>>>>>

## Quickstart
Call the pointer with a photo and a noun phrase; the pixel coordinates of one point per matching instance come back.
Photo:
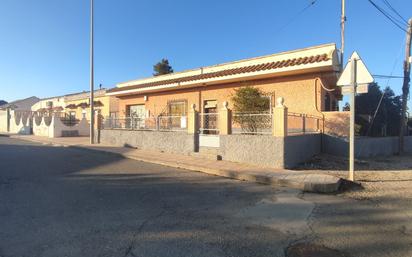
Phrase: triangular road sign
(363, 76)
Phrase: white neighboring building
(56, 103)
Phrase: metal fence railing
(209, 123)
(252, 123)
(299, 123)
(160, 123)
(70, 121)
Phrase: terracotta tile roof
(233, 71)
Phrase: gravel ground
(373, 221)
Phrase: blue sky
(44, 44)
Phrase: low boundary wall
(20, 123)
(4, 120)
(365, 147)
(54, 127)
(262, 150)
(172, 142)
(301, 148)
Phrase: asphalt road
(57, 201)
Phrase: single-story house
(305, 78)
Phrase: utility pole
(405, 86)
(352, 120)
(91, 72)
(342, 33)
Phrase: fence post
(224, 122)
(303, 123)
(192, 127)
(280, 119)
(99, 120)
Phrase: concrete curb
(315, 183)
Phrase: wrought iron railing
(160, 123)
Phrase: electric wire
(290, 21)
(388, 16)
(394, 10)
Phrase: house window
(327, 103)
(138, 110)
(177, 108)
(72, 115)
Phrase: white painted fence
(54, 127)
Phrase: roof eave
(315, 68)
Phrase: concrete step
(209, 153)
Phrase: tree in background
(162, 67)
(388, 116)
(250, 100)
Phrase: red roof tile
(234, 71)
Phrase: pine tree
(162, 67)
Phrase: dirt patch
(312, 250)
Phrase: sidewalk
(302, 180)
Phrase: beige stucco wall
(302, 94)
(110, 104)
(337, 123)
(56, 102)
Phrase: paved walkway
(302, 180)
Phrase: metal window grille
(252, 123)
(209, 123)
(299, 123)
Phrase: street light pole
(342, 32)
(91, 72)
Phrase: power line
(387, 76)
(312, 3)
(388, 16)
(394, 10)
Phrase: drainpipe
(317, 109)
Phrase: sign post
(354, 79)
(352, 121)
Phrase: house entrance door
(209, 128)
(137, 116)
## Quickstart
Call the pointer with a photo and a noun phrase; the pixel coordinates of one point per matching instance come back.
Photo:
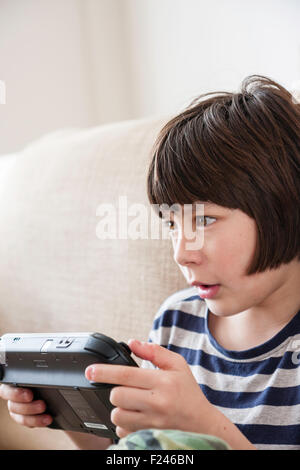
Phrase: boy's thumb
(159, 356)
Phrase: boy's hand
(23, 409)
(164, 398)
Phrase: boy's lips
(207, 291)
(203, 284)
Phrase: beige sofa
(56, 274)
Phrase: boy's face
(227, 251)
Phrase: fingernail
(47, 420)
(90, 373)
(26, 395)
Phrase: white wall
(181, 48)
(87, 62)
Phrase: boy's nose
(186, 251)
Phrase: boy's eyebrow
(176, 207)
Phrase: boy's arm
(88, 442)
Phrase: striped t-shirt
(257, 389)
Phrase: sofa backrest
(56, 274)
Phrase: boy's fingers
(120, 375)
(20, 395)
(35, 407)
(32, 421)
(161, 357)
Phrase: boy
(222, 358)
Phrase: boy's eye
(199, 222)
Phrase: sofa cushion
(56, 274)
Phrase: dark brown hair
(241, 151)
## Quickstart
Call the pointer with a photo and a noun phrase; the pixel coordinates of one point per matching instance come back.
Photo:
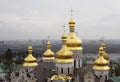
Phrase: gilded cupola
(64, 55)
(30, 61)
(105, 55)
(48, 54)
(100, 63)
(73, 42)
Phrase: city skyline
(24, 19)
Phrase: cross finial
(30, 41)
(102, 39)
(71, 12)
(64, 27)
(48, 37)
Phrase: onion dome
(101, 63)
(105, 55)
(61, 77)
(72, 23)
(48, 54)
(64, 55)
(73, 42)
(30, 60)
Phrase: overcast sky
(38, 19)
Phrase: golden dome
(73, 42)
(30, 60)
(64, 55)
(101, 63)
(48, 54)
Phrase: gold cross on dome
(64, 27)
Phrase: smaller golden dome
(103, 45)
(105, 55)
(71, 21)
(48, 54)
(101, 63)
(73, 42)
(64, 54)
(30, 60)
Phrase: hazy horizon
(38, 19)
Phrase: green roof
(115, 79)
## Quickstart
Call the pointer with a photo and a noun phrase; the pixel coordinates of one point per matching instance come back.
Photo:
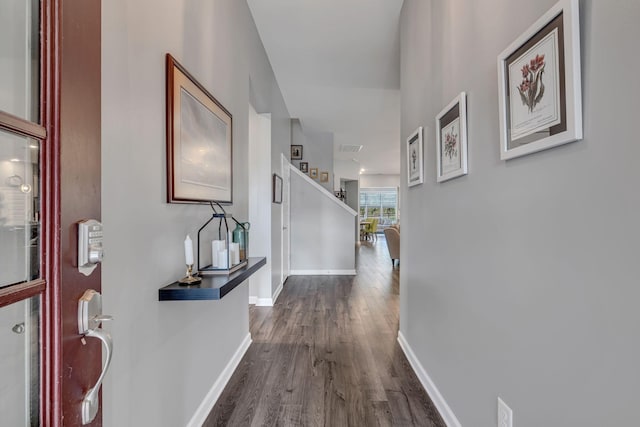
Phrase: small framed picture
(451, 139)
(415, 165)
(277, 189)
(539, 84)
(296, 152)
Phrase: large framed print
(539, 85)
(199, 141)
(451, 139)
(415, 158)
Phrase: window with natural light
(381, 203)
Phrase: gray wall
(520, 280)
(169, 354)
(323, 233)
(317, 151)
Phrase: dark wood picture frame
(277, 189)
(296, 152)
(199, 141)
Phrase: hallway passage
(326, 355)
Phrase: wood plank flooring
(326, 355)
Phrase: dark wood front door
(49, 180)
(79, 196)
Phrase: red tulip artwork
(532, 88)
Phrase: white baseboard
(323, 272)
(445, 411)
(216, 390)
(276, 294)
(264, 302)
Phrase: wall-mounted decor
(451, 139)
(296, 152)
(277, 189)
(415, 159)
(539, 84)
(199, 153)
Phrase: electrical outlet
(505, 414)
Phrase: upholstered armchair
(392, 235)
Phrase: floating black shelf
(212, 287)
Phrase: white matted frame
(415, 158)
(451, 139)
(539, 84)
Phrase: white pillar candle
(223, 260)
(188, 250)
(235, 253)
(216, 246)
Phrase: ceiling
(338, 66)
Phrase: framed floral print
(539, 85)
(451, 139)
(415, 158)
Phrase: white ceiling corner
(338, 66)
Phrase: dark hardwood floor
(326, 355)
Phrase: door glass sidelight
(19, 363)
(19, 209)
(20, 64)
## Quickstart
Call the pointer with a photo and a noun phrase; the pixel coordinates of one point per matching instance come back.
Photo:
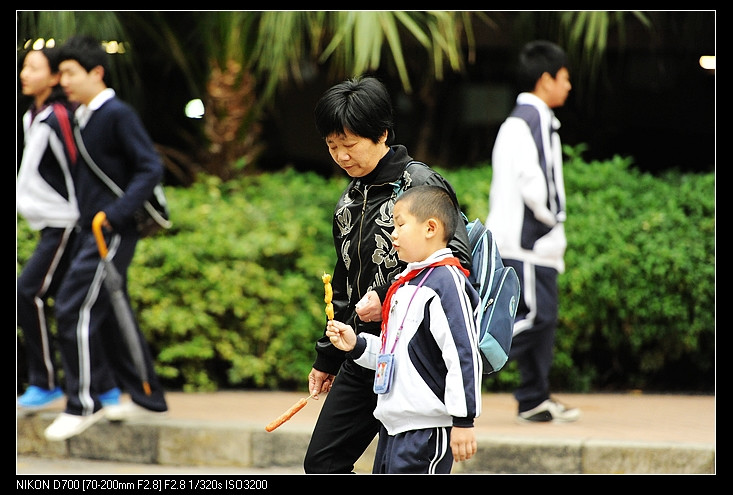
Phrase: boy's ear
(98, 72)
(431, 228)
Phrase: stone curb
(171, 442)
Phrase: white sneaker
(129, 410)
(67, 425)
(550, 410)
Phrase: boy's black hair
(428, 201)
(87, 51)
(536, 58)
(360, 105)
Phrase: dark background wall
(651, 100)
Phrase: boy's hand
(342, 335)
(463, 443)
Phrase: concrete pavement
(630, 433)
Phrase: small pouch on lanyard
(383, 375)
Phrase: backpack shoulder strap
(63, 118)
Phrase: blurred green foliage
(232, 297)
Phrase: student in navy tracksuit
(428, 402)
(45, 198)
(87, 327)
(527, 215)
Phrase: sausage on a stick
(287, 414)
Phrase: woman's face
(356, 155)
(36, 78)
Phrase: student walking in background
(527, 215)
(45, 197)
(427, 362)
(116, 140)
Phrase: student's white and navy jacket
(44, 188)
(437, 375)
(527, 196)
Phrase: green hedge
(231, 296)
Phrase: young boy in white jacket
(428, 377)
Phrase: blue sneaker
(38, 398)
(111, 397)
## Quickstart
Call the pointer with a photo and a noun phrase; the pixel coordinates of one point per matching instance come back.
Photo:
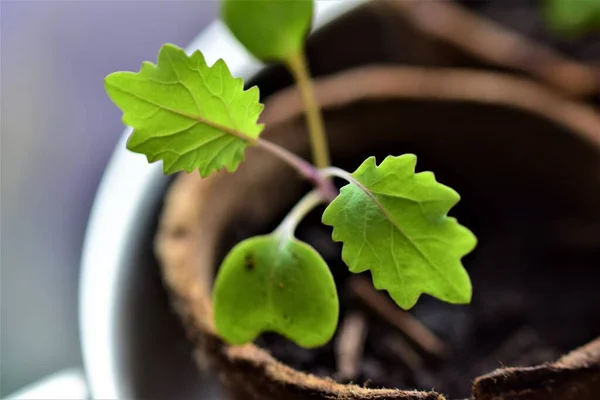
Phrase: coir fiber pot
(526, 161)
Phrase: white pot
(119, 286)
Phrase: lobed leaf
(185, 113)
(397, 226)
(278, 284)
(572, 17)
(272, 30)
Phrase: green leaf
(185, 113)
(278, 284)
(272, 30)
(397, 226)
(572, 17)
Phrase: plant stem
(305, 168)
(288, 226)
(314, 119)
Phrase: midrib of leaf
(395, 224)
(214, 125)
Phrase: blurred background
(58, 129)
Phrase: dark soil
(534, 300)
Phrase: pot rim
(127, 182)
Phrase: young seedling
(391, 220)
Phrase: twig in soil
(403, 321)
(400, 348)
(349, 346)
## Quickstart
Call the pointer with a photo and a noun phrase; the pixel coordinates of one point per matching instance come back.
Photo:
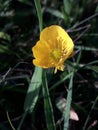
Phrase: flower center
(56, 55)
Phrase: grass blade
(68, 104)
(47, 104)
(39, 13)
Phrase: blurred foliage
(19, 31)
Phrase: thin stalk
(47, 104)
(68, 104)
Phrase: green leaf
(47, 104)
(68, 104)
(33, 90)
(5, 36)
(67, 6)
(56, 13)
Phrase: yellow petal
(53, 48)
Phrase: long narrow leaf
(47, 104)
(68, 104)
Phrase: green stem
(68, 104)
(39, 13)
(47, 104)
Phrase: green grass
(28, 94)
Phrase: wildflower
(53, 48)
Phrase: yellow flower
(53, 48)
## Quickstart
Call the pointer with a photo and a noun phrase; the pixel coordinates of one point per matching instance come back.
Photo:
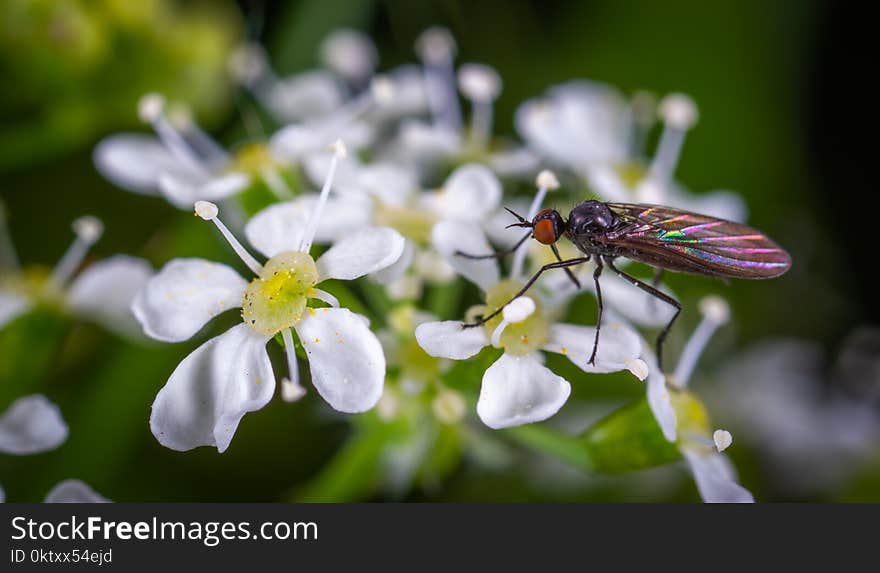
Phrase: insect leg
(596, 275)
(497, 255)
(528, 285)
(657, 294)
(577, 283)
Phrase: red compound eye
(545, 232)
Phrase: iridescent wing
(693, 243)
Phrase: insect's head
(591, 218)
(547, 226)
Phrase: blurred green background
(73, 72)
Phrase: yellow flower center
(518, 338)
(276, 299)
(33, 282)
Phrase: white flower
(102, 292)
(577, 125)
(211, 390)
(382, 194)
(31, 425)
(349, 53)
(806, 421)
(712, 471)
(518, 389)
(74, 491)
(182, 163)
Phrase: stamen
(679, 114)
(151, 109)
(516, 310)
(339, 152)
(209, 211)
(481, 85)
(722, 439)
(546, 181)
(436, 49)
(716, 312)
(291, 388)
(325, 296)
(88, 230)
(8, 256)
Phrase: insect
(662, 237)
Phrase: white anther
(678, 110)
(715, 308)
(639, 368)
(722, 439)
(479, 82)
(382, 90)
(546, 179)
(518, 309)
(88, 228)
(206, 210)
(435, 44)
(150, 107)
(291, 391)
(643, 105)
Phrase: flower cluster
(370, 201)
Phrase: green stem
(548, 441)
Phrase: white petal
(279, 227)
(450, 237)
(345, 358)
(12, 305)
(105, 290)
(307, 95)
(448, 339)
(361, 253)
(470, 193)
(579, 123)
(659, 399)
(519, 390)
(392, 184)
(183, 189)
(619, 346)
(74, 491)
(31, 425)
(397, 269)
(181, 298)
(715, 478)
(212, 389)
(134, 161)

<<<<<

▶ [INSTRUCTION] Produce an exact copy of only those lines that run from the line with "Phrase: plant stem" to the final line of the records, including both; exclude images.

▶ [RESPONSE TO THIS TASK]
Phrase: plant stem
(305, 168)
(288, 226)
(314, 119)
Phrase: midrib of leaf
(395, 224)
(214, 125)
Phrase: blurred background
(58, 129)
Phrase: dark soil
(534, 300)
Phrase: pot rim
(127, 182)
Phrase: young seedling
(391, 220)
Phrase: twig in soil
(403, 321)
(400, 348)
(349, 346)
## Quickstart
Call the pointer with a photo and a noun phrase; the pixel coordinates of one point per matching instance come back.
Photo:
Phrase: flower center
(56, 55)
Phrase: grass blade
(68, 104)
(47, 104)
(39, 13)
Phrase: blurred foliage
(19, 31)
Phrase: thin stalk
(47, 104)
(68, 104)
Phrase: green leaf
(47, 104)
(68, 104)
(33, 90)
(5, 36)
(67, 6)
(56, 13)
Phrase: yellow petal
(53, 48)
Phrase: long narrow leaf
(47, 104)
(68, 104)
Phrase: green stem
(68, 104)
(39, 13)
(47, 104)
Phrase: green grass
(28, 94)
Phrase: wildflower
(53, 48)
Phrase: yellow flower
(53, 48)
## Quickstart
Call the pointer with a photo and a noun phrase; the pixel coordinates of one point per matching instance come back.
Photo:
Phrase: insect leg
(596, 275)
(497, 255)
(528, 285)
(657, 294)
(577, 283)
Phrase: red compound eye
(545, 232)
Phrase: iridescent wing
(693, 243)
Phrase: insect's head
(591, 218)
(547, 226)
Phrase: blurred green background
(73, 72)
Phrase: yellow flower center
(518, 338)
(276, 299)
(33, 282)
Phrase: white flower
(102, 292)
(577, 125)
(211, 390)
(382, 194)
(31, 425)
(349, 53)
(806, 421)
(712, 471)
(518, 389)
(74, 491)
(182, 163)
Phrase: stamen
(679, 114)
(151, 109)
(516, 310)
(339, 152)
(209, 211)
(481, 85)
(722, 439)
(546, 181)
(436, 49)
(716, 312)
(291, 388)
(325, 296)
(88, 230)
(8, 256)
Phrase: insect
(662, 237)
Phrase: white anther
(678, 110)
(715, 308)
(639, 368)
(722, 439)
(479, 82)
(382, 90)
(546, 179)
(518, 309)
(88, 228)
(206, 210)
(435, 44)
(150, 107)
(291, 391)
(643, 105)
Phrase: flower cluster
(370, 201)
Phrase: green stem
(548, 441)
Phrase: white petal
(279, 227)
(450, 237)
(345, 358)
(12, 305)
(105, 290)
(307, 95)
(448, 339)
(361, 253)
(470, 193)
(579, 123)
(659, 399)
(519, 390)
(392, 184)
(183, 189)
(619, 346)
(74, 491)
(31, 425)
(397, 269)
(181, 298)
(715, 478)
(212, 389)
(134, 161)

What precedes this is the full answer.